• [GOAL OF THE EXERCISE] Extract from the records below every line that contains the string "point", and reproduce each such line in full without alteration.

• [PROVIDED MATERIAL]
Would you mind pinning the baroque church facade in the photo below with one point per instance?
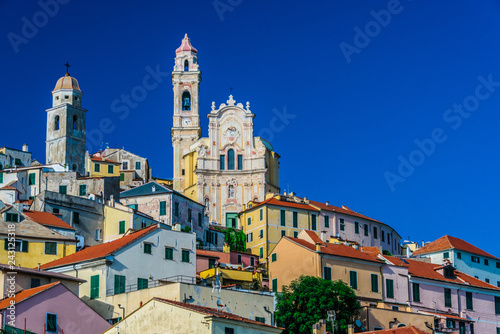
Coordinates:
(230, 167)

==

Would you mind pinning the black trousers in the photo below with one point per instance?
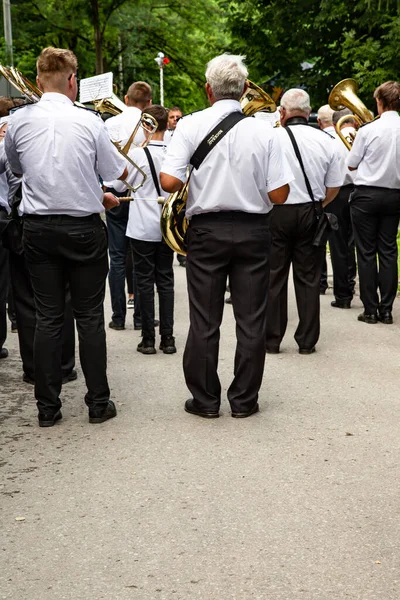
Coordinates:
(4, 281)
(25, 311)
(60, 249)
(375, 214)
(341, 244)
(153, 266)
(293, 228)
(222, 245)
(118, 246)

• [ANSWER FOR THE TASK]
Would you mind pinning the baroque church facade in the photo below with one point per instance?
Would you mind pinning the black trousers in the photo below with one point per instance?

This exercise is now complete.